Transformers & Attention

Lecture 4 · The architecture powering every modern LLM

Self-Attention Mechanism

Given an input sequence, self-attention computes Query (Q), Key (K) and Value (V) matrices and produces context-weighted representations:

Attention(Q, K, V) = softmax( QKᵀ / √dₖ ) · V

The √dₖ scaling prevents dot-products from growing too large and saturating softmax gradients.

Multi-Head Attention

Run h attention heads in parallel (each learning different relationships), then concatenate and project:

MultiHead(Q,K,V) = Concat(head₁,…,headₕ) Wᴼ

Python · Minimal Attention

import torch, math

def scaled_dot_product_attention(Q, K, V, mask=None):
    d_k = Q.size(-1)
    scores = torch.matmul(Q, K.transpose(-2, -1)) / math.sqrt(d_k)
    if mask is not None:
        scores = scores.masked_fill(mask == 0, -1e9)

Task goal:
Set down, word for word, the portion of the transformers lecture that opens with the words containing "Multi-Head Attention" and closes with "d_k = Q.size(-1)".

Collected data
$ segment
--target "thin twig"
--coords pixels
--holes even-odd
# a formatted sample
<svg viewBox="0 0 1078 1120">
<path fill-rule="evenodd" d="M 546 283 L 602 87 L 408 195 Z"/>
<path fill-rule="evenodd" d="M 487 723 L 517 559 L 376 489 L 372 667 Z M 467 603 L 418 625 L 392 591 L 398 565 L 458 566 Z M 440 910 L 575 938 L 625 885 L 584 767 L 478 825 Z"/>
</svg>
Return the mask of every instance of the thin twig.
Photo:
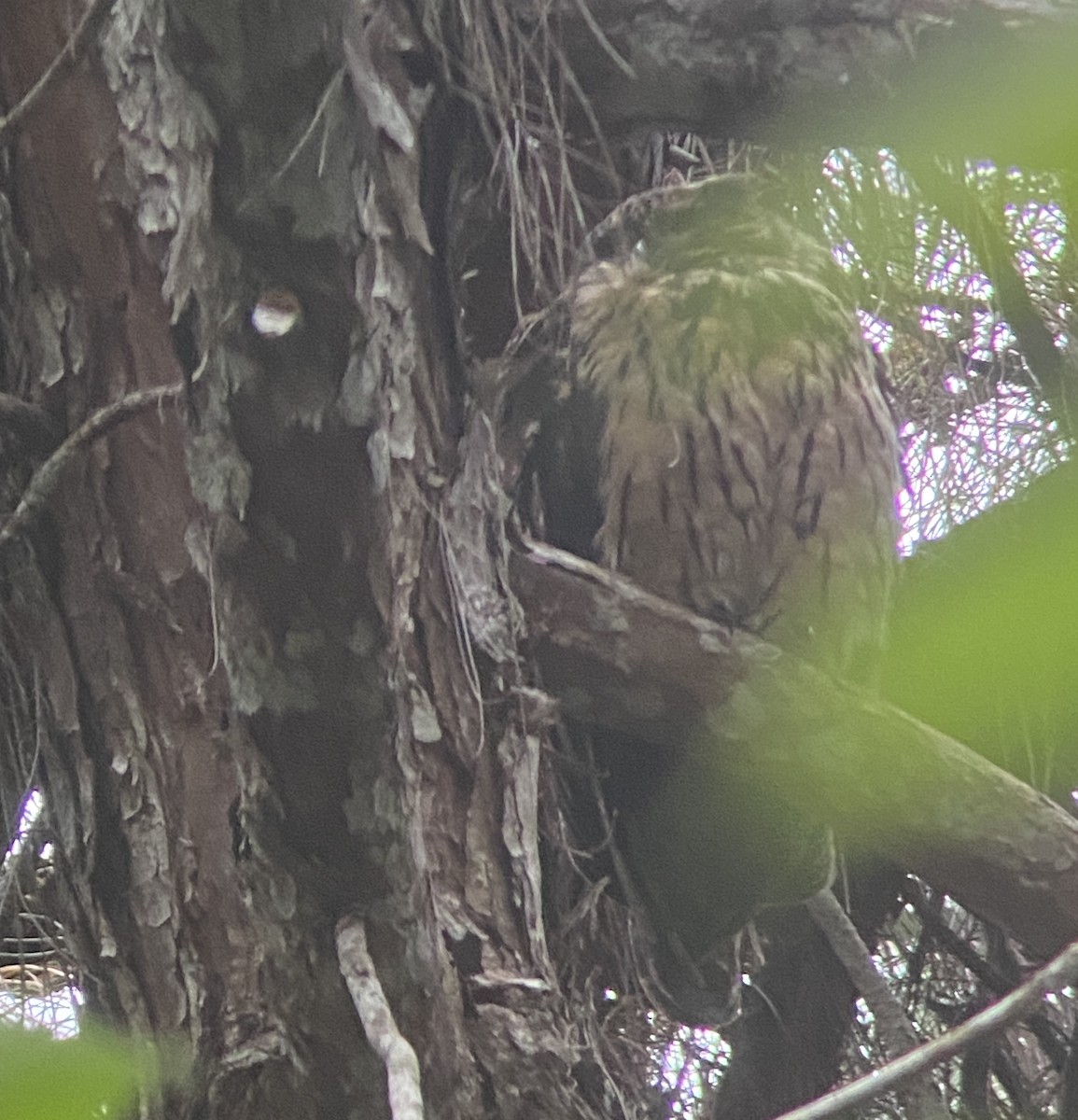
<svg viewBox="0 0 1078 1120">
<path fill-rule="evenodd" d="M 100 439 L 129 417 L 179 396 L 184 390 L 185 386 L 182 384 L 159 385 L 157 389 L 143 389 L 136 393 L 128 393 L 119 401 L 113 401 L 112 404 L 97 409 L 89 419 L 84 420 L 34 472 L 15 513 L 0 529 L 0 550 L 7 548 L 16 536 L 30 528 L 59 485 L 64 470 L 83 447 Z"/>
<path fill-rule="evenodd" d="M 993 1004 L 979 1015 L 967 1019 L 960 1027 L 949 1030 L 939 1038 L 919 1046 L 881 1070 L 873 1070 L 842 1089 L 820 1096 L 818 1100 L 792 1112 L 786 1112 L 778 1120 L 829 1120 L 847 1109 L 854 1110 L 867 1104 L 881 1093 L 890 1092 L 909 1077 L 916 1077 L 944 1062 L 957 1057 L 970 1046 L 997 1035 L 1019 1019 L 1033 1011 L 1050 991 L 1057 991 L 1078 978 L 1078 942 L 1068 945 L 1058 956 L 1034 972 L 1025 983 L 1015 988 L 1010 996 Z"/>
<path fill-rule="evenodd" d="M 83 18 L 67 40 L 64 49 L 49 63 L 45 73 L 34 83 L 25 97 L 8 113 L 0 116 L 0 146 L 7 143 L 41 102 L 46 93 L 65 74 L 71 73 L 86 53 L 91 40 L 104 25 L 114 0 L 92 0 Z"/>
<path fill-rule="evenodd" d="M 390 1116 L 393 1120 L 424 1120 L 419 1060 L 393 1019 L 366 948 L 362 918 L 346 916 L 337 923 L 337 962 L 366 1040 L 385 1065 Z"/>
<path fill-rule="evenodd" d="M 868 946 L 835 895 L 830 890 L 821 890 L 805 905 L 872 1012 L 888 1057 L 896 1058 L 914 1051 L 918 1037 L 913 1024 L 880 974 Z M 905 1110 L 910 1117 L 932 1117 L 935 1120 L 947 1114 L 928 1073 L 911 1079 L 905 1094 Z"/>
</svg>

Answer to this exercise:
Multi-Head Attention

Run h attention heads in parallel (each learning different relationships), then concatenate and project:

MultiHead(Q,K,V) = Concat(head₁,…,headₕ) Wᴼ

Python · Minimal Attention

import torch, math

def scaled_dot_product_attention(Q, K, V, mask=None):
    d_k = Q.size(-1)